----- EXTRACTED TEXT
Proposal for Wheatley Park School students to leave school earlier on Fridays from September 2019

Governors and school leaders are currently considering the proposal above and have recently consulted with school staff. We now present this proposal to parents/carers and the wider community for feedback.

What exactly is being proposed?

It is proposed that from September 2019, Wheatley Park School students would leave school at a slightly earlier time every Friday. For example, lunchtime could be moved forward on Fridays to follow on from the end of Period 3 and students would go home at the end of Period 4 instead of Period 5, one hour earlier than usual. School would continue to start at 8:30am every morning and finish at 3:00pm every afternoon except on Fridays.

Why is this being proposed?

The primary reason is to save money. As has been widely reported, school budgets are under enormous pressure and our own is no exception. The school currently has some funds in reserve but will quickly tip into deficit unless we can find further ways to reduce costs significantly.  At the same time, an early finish on Fridays would allow staff more opportunities to work on collaborative lesson planning and curriculum development - a key school improvement priority.

How would this help cut costs?

Reducing the school week by one period would mean fewer lessons needed to be taught overall, which in turn would mean fewer teachers would be needed to staff the school. The total number or teachers would be reduced via natural wastage leading to significant savings since, as in most schools, staffing represents 80% of our total budget.

What has already been done to cut costs?

We have already taken several measures to cut costs and run the school as efficiently as possible over the last few years. These include but are by no means limited to:

Are there alternative ways of cutting costs or generating income?

There are some alternatives but these often have drawbacks:

Increasing class sizes

We could staff the school more efficiently by further increasing class sizes. However, we already have class sizes of up to 34 in some year groups within core subjects; we are physically limited by the size of our classrooms; and health and safety considerations limit class sizes in certain subjects.

Reducing the number of subjects on offer to students

We continue to run some subjects at GCSE and A-level despite relatively low numbers of students taking them. By cutting these subjects from the curriculum altogether, we could make savings by staffing the school more efficiently. However, leaders and governors believe that retaining a broad curriculum offer is fundamental to our vision of becoming a sustainably outstanding school.

Generating income by requesting financial support from parents/carers

Unlike other schools, so far leaders and governors have discounted this option on principle and will continue to do so unless clear strength of feeling otherwise is expressed by parents/carers. Otherwise, this option would only be considered as an absolute last resort.

Generating income through fundraising

The school will continue to explore all means to raise income from sources in addition to our direct funding from the Government in collaboration with the PTA and other organisations. The sums needed to be raised are challenging.
----------
----- LISTED ENTRIES
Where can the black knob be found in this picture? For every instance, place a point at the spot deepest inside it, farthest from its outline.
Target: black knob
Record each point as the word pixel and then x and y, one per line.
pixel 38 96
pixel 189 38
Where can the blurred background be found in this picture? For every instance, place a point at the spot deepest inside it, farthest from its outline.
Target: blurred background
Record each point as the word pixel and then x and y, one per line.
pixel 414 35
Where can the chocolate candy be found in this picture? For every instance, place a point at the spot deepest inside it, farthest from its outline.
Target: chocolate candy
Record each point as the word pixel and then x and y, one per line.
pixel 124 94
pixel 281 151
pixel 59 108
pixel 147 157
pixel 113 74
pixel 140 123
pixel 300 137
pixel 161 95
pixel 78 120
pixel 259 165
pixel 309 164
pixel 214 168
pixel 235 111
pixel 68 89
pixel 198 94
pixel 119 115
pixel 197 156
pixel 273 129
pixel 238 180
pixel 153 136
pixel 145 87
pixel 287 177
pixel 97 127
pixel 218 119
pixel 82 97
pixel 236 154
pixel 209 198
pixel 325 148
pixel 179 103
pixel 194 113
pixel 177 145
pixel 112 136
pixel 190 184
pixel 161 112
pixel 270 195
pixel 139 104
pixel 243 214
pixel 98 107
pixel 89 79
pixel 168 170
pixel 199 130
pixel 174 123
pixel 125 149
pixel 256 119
----------
# PROBLEM
In the proposal for an earlier Friday finish, what share of the school's total budget goes to staffing? The records have no connection to the text.

# WRITTEN ANSWER
Staffing represents 80% of the school's total budget.